** GIVEN INSTRUCTION **
Count the lines in the rows below that contain the string "grass", treating uppercase and lowercase as different, and reply with only that number.

Start STORED RECORDS

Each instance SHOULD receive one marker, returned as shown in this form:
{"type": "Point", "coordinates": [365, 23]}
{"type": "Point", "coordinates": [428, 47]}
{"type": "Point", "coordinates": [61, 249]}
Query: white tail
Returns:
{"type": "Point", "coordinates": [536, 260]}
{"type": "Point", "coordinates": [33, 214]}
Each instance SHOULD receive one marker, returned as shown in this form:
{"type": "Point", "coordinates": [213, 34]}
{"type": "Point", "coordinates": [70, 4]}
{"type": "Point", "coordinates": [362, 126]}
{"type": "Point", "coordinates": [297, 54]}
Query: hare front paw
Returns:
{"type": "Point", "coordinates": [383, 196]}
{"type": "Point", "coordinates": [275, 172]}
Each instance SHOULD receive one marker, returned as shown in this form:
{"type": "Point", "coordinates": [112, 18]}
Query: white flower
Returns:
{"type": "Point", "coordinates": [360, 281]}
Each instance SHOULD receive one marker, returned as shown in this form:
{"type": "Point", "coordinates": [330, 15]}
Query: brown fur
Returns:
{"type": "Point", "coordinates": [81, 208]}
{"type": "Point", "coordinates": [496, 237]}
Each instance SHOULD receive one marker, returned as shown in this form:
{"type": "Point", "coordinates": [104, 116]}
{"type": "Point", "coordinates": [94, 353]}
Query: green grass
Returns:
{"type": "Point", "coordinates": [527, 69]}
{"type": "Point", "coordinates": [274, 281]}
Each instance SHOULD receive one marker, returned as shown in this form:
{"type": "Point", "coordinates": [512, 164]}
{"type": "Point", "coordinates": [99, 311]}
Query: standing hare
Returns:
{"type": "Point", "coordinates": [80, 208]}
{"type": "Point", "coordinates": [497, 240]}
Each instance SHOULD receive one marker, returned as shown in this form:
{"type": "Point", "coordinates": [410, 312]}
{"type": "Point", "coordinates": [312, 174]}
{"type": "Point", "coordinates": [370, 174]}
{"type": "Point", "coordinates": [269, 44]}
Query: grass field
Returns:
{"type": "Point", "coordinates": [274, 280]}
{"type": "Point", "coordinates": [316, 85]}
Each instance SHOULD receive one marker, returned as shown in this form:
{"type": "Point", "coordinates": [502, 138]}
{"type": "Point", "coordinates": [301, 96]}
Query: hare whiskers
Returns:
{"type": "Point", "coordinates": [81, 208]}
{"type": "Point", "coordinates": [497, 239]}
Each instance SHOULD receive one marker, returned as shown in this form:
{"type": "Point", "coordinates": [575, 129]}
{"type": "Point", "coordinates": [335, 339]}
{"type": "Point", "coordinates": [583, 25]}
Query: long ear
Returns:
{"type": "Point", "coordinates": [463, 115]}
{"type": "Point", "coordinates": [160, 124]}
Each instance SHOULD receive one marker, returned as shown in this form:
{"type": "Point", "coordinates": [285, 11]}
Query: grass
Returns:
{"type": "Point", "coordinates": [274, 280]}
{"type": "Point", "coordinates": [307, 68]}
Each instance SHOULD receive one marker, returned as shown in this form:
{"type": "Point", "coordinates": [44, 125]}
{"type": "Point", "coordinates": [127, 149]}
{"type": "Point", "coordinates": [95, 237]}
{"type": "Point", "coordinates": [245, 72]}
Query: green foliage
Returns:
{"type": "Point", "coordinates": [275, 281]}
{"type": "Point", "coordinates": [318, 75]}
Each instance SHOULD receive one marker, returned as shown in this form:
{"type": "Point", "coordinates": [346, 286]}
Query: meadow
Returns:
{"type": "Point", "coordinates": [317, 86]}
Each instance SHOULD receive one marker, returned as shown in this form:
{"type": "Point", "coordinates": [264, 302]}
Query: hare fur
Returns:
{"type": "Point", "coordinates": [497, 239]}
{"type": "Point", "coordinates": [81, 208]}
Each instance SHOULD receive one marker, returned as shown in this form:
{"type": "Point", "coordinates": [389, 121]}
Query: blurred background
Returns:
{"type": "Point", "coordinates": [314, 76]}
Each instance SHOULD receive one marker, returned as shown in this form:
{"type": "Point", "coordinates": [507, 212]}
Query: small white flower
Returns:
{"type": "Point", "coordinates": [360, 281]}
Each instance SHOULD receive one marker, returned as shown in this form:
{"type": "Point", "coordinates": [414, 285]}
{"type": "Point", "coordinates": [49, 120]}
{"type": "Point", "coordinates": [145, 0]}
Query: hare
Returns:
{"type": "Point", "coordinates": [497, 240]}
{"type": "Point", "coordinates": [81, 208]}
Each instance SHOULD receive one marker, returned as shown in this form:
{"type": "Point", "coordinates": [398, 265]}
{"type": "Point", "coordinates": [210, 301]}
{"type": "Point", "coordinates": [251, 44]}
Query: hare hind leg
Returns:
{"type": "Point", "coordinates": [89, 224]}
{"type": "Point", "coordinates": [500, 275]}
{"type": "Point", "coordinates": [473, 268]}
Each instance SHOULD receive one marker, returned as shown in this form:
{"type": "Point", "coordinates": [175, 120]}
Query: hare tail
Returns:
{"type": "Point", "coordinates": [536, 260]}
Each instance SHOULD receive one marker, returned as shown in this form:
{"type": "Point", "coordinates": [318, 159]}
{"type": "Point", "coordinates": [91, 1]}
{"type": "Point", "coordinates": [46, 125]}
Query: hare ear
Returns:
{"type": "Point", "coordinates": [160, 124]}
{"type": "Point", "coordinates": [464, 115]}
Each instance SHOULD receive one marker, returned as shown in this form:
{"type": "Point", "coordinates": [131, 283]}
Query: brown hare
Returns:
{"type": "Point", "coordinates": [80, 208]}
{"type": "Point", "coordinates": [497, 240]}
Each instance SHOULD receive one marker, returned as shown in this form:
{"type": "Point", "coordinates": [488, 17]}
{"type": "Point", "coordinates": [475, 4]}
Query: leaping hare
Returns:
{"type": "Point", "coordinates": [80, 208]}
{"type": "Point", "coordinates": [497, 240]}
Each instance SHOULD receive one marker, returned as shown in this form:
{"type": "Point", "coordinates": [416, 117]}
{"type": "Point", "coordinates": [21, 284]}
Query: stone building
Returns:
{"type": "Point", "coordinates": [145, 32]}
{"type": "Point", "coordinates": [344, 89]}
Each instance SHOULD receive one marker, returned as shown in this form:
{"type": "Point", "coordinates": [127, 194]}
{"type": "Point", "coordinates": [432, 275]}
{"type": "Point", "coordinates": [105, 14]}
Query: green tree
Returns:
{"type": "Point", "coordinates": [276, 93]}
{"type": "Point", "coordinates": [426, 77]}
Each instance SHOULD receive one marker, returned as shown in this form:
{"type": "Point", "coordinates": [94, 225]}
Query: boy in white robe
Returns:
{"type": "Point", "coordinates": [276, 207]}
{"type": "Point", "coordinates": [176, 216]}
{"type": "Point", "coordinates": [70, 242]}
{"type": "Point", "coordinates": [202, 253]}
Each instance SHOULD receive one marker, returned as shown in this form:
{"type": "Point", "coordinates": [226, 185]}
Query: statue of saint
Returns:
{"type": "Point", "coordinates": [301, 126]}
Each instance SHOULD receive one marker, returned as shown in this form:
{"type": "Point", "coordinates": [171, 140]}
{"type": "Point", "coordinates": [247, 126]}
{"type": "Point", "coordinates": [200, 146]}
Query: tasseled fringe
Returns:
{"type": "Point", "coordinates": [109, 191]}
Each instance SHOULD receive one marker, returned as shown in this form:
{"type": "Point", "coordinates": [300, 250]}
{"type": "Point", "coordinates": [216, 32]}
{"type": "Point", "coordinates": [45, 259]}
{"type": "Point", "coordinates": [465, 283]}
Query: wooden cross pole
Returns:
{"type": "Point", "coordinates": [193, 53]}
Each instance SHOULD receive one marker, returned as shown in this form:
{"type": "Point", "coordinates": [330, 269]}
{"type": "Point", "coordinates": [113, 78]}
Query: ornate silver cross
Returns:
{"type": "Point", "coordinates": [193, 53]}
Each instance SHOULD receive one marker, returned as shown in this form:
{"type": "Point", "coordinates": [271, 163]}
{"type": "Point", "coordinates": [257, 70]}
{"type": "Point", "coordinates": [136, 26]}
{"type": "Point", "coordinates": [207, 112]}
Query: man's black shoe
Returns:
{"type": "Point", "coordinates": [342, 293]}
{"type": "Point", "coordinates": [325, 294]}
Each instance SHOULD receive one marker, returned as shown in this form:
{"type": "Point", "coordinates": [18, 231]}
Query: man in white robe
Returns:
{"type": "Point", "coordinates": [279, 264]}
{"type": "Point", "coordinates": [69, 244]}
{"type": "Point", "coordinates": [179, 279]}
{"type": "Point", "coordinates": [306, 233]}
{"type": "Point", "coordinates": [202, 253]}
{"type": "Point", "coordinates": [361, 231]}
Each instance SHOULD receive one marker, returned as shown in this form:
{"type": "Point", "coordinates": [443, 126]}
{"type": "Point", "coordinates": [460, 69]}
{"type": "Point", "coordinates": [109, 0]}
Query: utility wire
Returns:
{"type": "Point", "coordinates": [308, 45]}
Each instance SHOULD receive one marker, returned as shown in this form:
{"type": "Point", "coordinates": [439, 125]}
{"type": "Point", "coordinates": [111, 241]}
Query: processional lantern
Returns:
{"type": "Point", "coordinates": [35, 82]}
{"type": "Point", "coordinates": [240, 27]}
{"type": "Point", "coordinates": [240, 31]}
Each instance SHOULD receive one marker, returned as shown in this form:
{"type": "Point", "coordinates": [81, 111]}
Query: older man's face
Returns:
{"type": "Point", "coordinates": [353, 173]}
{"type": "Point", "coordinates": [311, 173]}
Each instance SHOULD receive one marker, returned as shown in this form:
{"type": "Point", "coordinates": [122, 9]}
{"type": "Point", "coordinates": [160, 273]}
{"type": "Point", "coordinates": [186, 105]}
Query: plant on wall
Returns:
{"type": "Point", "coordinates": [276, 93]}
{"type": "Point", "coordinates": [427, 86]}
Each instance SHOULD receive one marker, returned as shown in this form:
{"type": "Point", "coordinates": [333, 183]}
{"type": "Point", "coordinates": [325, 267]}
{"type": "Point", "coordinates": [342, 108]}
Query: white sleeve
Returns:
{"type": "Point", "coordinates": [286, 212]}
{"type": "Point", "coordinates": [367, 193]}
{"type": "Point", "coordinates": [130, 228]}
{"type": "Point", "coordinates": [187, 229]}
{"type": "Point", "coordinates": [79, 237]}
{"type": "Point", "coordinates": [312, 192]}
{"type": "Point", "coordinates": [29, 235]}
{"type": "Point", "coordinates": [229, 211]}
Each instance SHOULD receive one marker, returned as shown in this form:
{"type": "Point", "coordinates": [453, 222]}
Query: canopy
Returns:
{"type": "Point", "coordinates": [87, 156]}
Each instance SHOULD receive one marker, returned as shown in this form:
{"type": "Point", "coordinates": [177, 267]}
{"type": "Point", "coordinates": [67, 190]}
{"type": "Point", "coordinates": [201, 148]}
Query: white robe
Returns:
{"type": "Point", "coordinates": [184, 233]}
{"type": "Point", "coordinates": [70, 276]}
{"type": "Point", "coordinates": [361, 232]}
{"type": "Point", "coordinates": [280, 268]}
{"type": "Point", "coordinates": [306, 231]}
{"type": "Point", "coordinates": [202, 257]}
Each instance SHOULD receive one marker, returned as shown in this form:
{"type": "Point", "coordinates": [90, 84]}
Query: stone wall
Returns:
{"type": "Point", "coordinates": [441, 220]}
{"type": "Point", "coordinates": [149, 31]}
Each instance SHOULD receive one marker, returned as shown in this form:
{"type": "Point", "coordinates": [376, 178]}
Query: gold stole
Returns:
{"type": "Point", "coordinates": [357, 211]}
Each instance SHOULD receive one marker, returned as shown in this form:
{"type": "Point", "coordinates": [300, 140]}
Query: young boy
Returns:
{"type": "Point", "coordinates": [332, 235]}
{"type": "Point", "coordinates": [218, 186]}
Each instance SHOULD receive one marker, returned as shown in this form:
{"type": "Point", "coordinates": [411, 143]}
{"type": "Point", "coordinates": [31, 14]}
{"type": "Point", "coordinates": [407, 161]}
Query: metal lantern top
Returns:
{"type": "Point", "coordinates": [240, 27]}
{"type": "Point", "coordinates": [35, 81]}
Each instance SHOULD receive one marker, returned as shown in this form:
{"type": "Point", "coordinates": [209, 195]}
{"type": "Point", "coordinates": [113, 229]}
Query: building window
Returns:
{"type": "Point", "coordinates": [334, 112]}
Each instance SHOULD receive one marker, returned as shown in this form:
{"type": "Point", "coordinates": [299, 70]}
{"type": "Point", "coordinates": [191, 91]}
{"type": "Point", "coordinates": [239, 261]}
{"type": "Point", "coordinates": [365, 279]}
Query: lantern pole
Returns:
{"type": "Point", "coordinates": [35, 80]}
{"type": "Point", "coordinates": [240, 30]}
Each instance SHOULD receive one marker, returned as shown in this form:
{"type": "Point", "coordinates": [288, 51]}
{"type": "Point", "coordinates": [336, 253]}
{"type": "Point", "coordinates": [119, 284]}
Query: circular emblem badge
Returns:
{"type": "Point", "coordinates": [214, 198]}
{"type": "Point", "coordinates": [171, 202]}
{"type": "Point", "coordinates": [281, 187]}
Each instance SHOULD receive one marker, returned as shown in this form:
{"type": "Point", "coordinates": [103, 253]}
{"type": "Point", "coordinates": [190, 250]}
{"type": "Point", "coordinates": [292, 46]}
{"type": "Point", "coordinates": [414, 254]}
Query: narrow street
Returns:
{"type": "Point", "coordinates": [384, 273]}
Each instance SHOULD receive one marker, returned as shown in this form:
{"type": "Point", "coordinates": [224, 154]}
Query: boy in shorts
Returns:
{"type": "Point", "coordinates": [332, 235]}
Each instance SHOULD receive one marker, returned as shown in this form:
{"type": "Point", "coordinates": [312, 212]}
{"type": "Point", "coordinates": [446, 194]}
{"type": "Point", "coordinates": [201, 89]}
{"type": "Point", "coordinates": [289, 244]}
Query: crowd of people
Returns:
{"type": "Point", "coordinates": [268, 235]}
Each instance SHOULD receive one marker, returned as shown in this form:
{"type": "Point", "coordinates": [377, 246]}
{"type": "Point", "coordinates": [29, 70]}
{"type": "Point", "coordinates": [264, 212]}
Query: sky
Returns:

End STORED RECORDS

** SOLUTION TO THIS PROBLEM **
3